Overzealous Lockdown Policing Is Insulting For Victims Like Me Let Down In The Past

Police over-extending their power during lockdown aren’t just wasting everyone’s time – they’re resurfacing trauma many of us could do without.
Getty Editorial
Getty Editorial
HuffPost UK

For the first time in two years, I feel anxious when I go outside.

It’s hardly unusual. For weeks in the UK every supermarket shop, jog, and pharmacy trip has felt like an urban assault course, testing our ability to avoid runners and spot suspicious coughs. That’s not why I’ve been nervous, though.

A couple of years ago, a man beat me up in the street, in broad daylight. There were witnesses, cameras, and I gave a statement almost immediately. Days later, I received a letter saying the case was closed, citing “insufficient evidence.” It hadn’t weighed on me in some time, but now I think about it every day.

Every week since lockdown started, there have been stories about police stopping people for no good reason, seeming to relish their assumed power to do so. A journalist filming a public incident from a safe distance was told he was “killing people” and ordered to go home, by officers who themselves ignored social distancing to crowd around him. Chief constables are threatening to search shopping trolleys for “non-essential items,” officers are hopping into allotments to investigate “possible sunbathing,” and people are being reprimanded for walking, rather than running, in the street. In a more disturbing episode, a Lancashire officer stopped a group of young men, squaring up to one. When the boy asked what he’d done wrong, the officer said: “I’ll lock you up, I’ll make something up… who are they going to believe, me or you?”

In each case, police action far exceeded that recommended by guidelines laid out by the National Police Chief’s Council, admonishing – and in some cases threatening – people who were not breaking the guidelines, let alone the law. In some instances, officers have themselves ignored social distancing, when addressing people. The exuberance with which some members of the police force have over-extended themselves isn’t just a waste of everyone’s time. It’s insulting to anyone who has suffered a serious crime, and found that enthusiasm wanting. For me, it’s resurfaced trauma I could have done without.

“Within less than a week, I received the letter telling me that the case was closed.”

(Extracted entries)
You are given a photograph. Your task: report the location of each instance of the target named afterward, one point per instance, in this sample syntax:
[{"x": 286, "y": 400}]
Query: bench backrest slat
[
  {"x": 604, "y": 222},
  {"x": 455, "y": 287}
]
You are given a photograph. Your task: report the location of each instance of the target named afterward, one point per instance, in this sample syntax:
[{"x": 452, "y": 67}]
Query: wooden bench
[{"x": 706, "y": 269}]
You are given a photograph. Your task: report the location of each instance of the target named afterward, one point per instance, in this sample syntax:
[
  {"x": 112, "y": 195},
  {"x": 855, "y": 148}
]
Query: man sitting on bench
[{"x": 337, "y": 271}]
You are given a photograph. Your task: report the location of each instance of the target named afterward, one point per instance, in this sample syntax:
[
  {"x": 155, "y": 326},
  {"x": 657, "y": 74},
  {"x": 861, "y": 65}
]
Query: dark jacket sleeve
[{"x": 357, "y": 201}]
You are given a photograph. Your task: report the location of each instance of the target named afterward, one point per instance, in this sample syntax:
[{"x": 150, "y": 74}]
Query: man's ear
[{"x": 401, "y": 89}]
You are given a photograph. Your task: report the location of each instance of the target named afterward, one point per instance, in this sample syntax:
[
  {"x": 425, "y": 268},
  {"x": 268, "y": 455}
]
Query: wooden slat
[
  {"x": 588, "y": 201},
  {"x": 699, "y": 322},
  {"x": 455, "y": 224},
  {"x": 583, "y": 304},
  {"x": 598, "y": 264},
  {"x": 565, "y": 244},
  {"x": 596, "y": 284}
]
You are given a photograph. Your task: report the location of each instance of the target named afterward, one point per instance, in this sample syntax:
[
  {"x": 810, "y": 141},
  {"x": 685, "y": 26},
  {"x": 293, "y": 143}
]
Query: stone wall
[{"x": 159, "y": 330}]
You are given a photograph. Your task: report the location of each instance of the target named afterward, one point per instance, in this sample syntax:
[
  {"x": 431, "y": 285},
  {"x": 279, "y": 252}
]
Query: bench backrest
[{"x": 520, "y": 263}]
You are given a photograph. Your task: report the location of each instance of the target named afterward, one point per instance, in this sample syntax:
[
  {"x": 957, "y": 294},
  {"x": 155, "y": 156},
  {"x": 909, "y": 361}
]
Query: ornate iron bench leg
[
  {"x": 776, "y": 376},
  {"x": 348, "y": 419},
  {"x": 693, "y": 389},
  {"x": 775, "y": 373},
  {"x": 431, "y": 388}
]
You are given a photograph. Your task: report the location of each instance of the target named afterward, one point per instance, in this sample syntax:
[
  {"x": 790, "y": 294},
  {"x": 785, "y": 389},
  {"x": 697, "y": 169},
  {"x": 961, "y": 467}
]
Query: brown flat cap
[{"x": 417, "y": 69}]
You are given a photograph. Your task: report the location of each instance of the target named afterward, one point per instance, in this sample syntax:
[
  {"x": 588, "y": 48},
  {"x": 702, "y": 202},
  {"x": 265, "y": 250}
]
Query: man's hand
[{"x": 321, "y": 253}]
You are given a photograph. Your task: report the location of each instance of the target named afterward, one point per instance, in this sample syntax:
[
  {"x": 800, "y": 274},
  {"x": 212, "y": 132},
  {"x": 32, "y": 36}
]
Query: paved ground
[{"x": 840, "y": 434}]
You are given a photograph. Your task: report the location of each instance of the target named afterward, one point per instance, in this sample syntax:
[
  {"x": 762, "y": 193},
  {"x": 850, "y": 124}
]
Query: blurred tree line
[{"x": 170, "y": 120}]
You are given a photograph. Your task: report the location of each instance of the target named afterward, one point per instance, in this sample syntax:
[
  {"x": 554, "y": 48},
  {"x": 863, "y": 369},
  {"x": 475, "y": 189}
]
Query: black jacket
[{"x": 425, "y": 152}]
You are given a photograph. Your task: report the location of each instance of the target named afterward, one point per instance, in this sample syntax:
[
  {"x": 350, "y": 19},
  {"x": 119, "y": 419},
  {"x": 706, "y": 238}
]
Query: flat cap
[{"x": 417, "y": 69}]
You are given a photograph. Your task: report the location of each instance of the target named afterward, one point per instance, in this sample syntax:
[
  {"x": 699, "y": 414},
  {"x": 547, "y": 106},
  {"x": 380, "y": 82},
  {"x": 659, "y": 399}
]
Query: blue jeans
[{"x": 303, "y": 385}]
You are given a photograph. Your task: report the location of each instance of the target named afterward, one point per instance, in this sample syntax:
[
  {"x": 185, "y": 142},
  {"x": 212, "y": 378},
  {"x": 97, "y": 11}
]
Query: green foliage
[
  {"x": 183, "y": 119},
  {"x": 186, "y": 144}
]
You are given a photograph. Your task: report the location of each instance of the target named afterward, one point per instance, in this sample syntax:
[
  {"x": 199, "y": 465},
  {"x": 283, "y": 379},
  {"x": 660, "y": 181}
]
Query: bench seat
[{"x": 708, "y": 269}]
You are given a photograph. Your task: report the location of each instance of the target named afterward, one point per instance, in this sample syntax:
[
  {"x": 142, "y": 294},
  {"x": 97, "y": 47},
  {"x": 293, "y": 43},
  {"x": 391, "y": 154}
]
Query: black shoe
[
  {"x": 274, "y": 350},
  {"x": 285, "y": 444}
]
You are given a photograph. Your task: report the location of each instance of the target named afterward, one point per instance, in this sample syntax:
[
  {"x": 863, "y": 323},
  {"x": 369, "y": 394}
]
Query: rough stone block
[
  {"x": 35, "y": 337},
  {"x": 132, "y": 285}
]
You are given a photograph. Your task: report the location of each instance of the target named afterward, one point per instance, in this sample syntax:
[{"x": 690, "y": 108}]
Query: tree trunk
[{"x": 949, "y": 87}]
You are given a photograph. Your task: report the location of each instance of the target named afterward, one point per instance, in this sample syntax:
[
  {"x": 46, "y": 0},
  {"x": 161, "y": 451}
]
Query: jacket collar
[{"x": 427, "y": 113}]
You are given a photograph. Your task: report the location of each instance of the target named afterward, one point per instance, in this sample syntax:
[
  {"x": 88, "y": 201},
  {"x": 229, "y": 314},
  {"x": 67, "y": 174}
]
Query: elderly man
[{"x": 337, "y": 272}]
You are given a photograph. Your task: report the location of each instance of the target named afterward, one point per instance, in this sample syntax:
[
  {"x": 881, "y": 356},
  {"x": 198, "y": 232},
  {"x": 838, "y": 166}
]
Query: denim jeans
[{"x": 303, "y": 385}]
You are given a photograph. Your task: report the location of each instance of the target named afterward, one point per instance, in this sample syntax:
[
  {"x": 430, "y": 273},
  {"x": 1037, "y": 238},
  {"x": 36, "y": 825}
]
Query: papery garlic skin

(What you have to do)
Continue the first-person article on overzealous lockdown policing, picking up right after its final line.

(Answer section)
It was about 3pm on a bright September day in 2017. I was walking through Southwark in South London, to visit someone in hospital. As I pulled my phone out to check Maps, I became aware of a bicycle coming up behind me, slowly. I felt a man’s hand close over mine.

I instinctively tightened my grip on my phone. As I did, the man dismounted, and told me to give it to him. Before I could respond he started punching me, over and over again, in the face. I started screaming and let go of the phone, but he carried on hitting me. My face felt numb, and I could taste blood in my mouth.

I sank into the ground, and as I did so I saw another man running down the road, shouting. My attacker got back on his bike. As he rode around the corner, a few people from the houses nearby came out to look.

The police arrived within about 20 minutes. I gave them a statement, and they took a photo of my mashed up face before driving me to hospital. My T-shirt was soaked with blood. In the car, the officers assured me that there were cameras all over the neighbourhood – and said they thought their colleagues might already have caught him. They made it sound like a done deal.

Within less than a week, I received the letter telling me that the case was closed. Shortly after, I learned my right cheekbone had been broken, crushed inward by the force of the man’s punches. I had been lucky not to suffer brain damage.

“The rigour with which they have been implementing made-up ‘rules’ in recent weeks is only putting their inaction in other areas into harsher relief.”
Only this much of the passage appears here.